Start of Records to process

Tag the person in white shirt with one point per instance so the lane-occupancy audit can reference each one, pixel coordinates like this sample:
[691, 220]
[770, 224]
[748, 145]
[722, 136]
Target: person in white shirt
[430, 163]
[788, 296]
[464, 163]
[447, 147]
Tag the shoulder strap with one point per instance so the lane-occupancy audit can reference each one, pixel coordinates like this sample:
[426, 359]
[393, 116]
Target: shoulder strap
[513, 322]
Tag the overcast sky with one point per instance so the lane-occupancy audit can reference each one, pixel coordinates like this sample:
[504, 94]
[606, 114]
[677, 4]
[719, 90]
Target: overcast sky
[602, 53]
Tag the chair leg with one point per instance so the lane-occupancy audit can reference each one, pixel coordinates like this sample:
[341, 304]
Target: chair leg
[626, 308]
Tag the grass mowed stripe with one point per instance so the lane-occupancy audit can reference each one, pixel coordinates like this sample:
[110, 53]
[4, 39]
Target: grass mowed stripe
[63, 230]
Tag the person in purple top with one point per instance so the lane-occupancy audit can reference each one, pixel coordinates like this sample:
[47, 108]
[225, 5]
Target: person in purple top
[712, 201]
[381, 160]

End of Records to process

Copy the records from the line containing "Tag the overcast" through the end of the records, swapping "pixel coordinates" for "image coordinates" and leaving everything else unchanged.

» Solution
Tag the overcast sky with one point per instance so the lane-occupancy audit can reference each one, image coordinates like this sample:
[504, 94]
[606, 114]
[677, 4]
[719, 90]
Target: overcast sky
[602, 53]
Tag the chair leg with one point per instance so the lane-occupancy audit can reference each one, image coordinates like this sample:
[341, 304]
Target: chair leg
[626, 308]
Tag the grass mowed stripe with one point per instance so the lane-occupancy audit can reference each one, image coordinates like this sample:
[110, 53]
[4, 39]
Target: grass mowed stripe
[63, 230]
Tag the person in purple top with one point per instance so the lane-occupancy audit can reference each one, image coordinates like this sample:
[47, 108]
[225, 5]
Target: person in purple top
[712, 201]
[381, 160]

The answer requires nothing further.